## START DOCUMENT PASSAGE

In the frame of the join NASA/ESA mission Cassini-Huygens to the Saturn system, LMD has developed a GCM for Titan.
Simulations performed with the Titan atmospheric GCM also produced a strong stratospheric superrotation
with prograde winds of the order of 100 m/s at the equator and an upper stratosphere rotating about 10 times faster than the solid planet (the rotation period of Titan, assumed to be locked with Saturn, is 16 days). Those results are in good agreement with some indirect observations.

The paper presents results both from the idealized simulations of superrotation and for the case of Titan and ends by some concluding remarks including the need to come back to the simulation of the Venusian atmospheric circulation.



\section{Numerical simulation of atmospheric superrotation}

In the last few years two teams have obtained atmospheric superrotation in GCM's for idealized conditions. In the case of LMD the results were
obtained with a simplified GCM developed for that purpose
\cite[]{Hour:92b}. Similar results were obtained at NASA/GISS with a dry version of a terrestrial GCM with a cloud deck at the top of the model.



As explained in the accompanying paper by Hourdin et al.
 (``Numerical modelling of the general circulation of the Martian atmosphere''),
 GCM's are based on the numerical integration of the equations of
hydrodynamics on the sphere. This part of the code is general enough to be applied to all
atmospheres of terrestrial type (i. e. atmospheres whose depth is small in comparison to the
planetary radius, and which remain vertically in hydrostatic balance on large horizontal
scales). GCM's also contain a set of "physical parametrisations": mainly a representation of
small scale turbulent mixing in the Planetary Boundary Layer and a representation of
absorption, emission and scattering of radiation (solar and thermal infrared). Contrary to the
purely 'dynamical' part of GCM's, the representation of radiation is very specific to each
planet, and may require substantial work when adapting a model to the conditions of a new
planet. 

We have developed at LMD, in addition to the original terrestrial model and to the Martian version,
a more general version of the GCM
in which the entire description of the planet is reduced to a set of 19 parameters.
The main step in developing this model has been the choice of a simple parametrisation for radiative transfer : for both solar and thermal infrared radiation, we use a kind of grey approximation so the radiative code only depends upon 2 independent parameters~: the total atmospheric transmission for each part of the spectrum.


\input{tbparam}


The list of the 19 independent parameters, together
 with typical terrestrial values is given in \tb{param}.

## END DOCUMENT PASSAGE
## START ROWS

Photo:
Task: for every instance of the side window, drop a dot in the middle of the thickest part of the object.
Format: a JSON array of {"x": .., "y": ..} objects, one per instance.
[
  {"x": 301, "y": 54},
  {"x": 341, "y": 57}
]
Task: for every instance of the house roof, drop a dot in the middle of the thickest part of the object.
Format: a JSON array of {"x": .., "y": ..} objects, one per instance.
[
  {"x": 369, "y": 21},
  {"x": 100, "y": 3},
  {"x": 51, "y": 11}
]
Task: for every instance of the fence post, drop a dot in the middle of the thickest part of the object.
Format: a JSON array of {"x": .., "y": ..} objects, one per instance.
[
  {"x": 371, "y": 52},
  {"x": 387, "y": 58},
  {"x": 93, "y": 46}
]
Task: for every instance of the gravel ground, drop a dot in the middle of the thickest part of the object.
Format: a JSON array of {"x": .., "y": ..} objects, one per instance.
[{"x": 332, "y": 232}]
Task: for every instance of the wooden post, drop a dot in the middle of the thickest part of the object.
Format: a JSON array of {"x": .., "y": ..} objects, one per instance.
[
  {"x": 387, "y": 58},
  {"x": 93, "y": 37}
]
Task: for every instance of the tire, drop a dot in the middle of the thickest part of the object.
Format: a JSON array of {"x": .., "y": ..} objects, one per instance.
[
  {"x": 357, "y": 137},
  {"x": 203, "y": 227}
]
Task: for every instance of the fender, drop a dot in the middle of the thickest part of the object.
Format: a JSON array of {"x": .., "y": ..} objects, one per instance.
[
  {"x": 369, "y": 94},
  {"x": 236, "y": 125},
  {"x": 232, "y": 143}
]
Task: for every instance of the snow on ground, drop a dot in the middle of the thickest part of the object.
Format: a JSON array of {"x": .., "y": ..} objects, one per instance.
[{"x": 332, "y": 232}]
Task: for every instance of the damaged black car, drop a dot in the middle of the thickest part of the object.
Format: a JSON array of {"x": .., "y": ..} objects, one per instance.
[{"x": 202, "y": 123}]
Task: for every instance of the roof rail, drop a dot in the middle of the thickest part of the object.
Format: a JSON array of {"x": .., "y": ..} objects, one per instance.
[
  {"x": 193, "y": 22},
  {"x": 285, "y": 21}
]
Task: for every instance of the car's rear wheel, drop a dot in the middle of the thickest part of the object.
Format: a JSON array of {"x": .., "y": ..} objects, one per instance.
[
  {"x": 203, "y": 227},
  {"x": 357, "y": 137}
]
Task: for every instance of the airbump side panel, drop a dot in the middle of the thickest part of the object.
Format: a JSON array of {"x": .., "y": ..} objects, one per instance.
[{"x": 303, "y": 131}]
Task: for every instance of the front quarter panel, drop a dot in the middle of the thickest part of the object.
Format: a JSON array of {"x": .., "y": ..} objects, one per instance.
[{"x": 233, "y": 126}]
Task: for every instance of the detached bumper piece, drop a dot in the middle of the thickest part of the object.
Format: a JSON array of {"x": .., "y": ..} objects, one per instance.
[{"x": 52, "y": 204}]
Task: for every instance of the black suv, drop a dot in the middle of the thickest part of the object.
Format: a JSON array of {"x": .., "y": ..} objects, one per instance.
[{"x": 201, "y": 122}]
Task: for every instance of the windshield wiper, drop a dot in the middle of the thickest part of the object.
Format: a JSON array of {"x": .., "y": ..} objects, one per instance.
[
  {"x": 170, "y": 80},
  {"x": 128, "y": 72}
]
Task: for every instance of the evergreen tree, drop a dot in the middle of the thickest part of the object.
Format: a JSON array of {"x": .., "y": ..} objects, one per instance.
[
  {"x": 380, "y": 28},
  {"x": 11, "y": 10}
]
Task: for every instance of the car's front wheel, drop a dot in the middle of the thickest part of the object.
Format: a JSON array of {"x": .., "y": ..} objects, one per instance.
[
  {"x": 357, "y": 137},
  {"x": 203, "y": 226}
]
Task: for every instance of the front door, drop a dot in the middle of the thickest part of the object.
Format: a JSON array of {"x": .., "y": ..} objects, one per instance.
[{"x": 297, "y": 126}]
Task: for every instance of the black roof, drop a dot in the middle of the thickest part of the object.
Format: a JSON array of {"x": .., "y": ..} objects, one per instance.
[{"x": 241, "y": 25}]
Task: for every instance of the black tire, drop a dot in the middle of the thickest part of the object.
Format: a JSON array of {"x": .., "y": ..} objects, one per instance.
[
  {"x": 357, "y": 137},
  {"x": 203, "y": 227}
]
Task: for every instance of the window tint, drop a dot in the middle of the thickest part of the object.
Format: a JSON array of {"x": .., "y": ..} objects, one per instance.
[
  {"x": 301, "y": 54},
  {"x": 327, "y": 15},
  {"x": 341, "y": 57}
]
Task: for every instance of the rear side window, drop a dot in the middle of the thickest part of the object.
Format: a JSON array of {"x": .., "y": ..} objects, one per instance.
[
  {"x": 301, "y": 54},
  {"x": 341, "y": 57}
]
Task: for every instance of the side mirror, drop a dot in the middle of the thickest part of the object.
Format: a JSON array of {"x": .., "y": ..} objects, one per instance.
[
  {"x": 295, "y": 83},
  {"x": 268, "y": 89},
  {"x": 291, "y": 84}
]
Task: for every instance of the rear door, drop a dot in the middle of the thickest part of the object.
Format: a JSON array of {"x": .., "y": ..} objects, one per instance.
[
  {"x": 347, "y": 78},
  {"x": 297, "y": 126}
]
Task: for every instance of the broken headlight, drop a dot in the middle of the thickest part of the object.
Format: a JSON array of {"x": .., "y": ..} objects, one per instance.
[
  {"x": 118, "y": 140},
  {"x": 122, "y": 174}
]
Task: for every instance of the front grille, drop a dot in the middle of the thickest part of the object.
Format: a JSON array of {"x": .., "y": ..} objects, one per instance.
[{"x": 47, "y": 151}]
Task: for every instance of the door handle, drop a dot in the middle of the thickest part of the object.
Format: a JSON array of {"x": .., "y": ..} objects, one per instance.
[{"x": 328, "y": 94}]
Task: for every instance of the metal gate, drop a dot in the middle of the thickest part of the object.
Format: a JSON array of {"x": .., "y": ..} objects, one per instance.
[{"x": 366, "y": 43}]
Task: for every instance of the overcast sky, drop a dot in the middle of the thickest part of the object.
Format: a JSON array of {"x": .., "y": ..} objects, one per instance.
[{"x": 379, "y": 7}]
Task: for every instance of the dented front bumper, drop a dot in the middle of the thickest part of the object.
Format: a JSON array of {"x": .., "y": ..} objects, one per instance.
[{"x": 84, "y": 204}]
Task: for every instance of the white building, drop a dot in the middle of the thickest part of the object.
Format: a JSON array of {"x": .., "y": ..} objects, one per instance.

## END ROWS

→ GOAL
From the superrotation passage, extract the part that opens with the words containing "The paper presents" and closes with "Hourdin et al.". These rows have nothing to do with the superrotation passage.

→ EXPECTED ANSWER
The paper presents results both from the idealized simulations of superrotation and for the case of Titan and ends by some concluding remarks including the need to come back to the simulation of the Venusian atmospheric circulation.



\section{Numerical simulation of atmospheric superrotation}

In the last few years two teams have obtained atmospheric superrotation in GCM's for idealized conditions. In the case of LMD the results were
obtained with a simplified GCM developed for that purpose
\cite[]{Hour:92b}. Similar results were obtained at NASA/GISS with a dry version of a terrestrial GCM with a cloud deck at the top of the model.



As explained in the accompanying paper by Hourdin et al.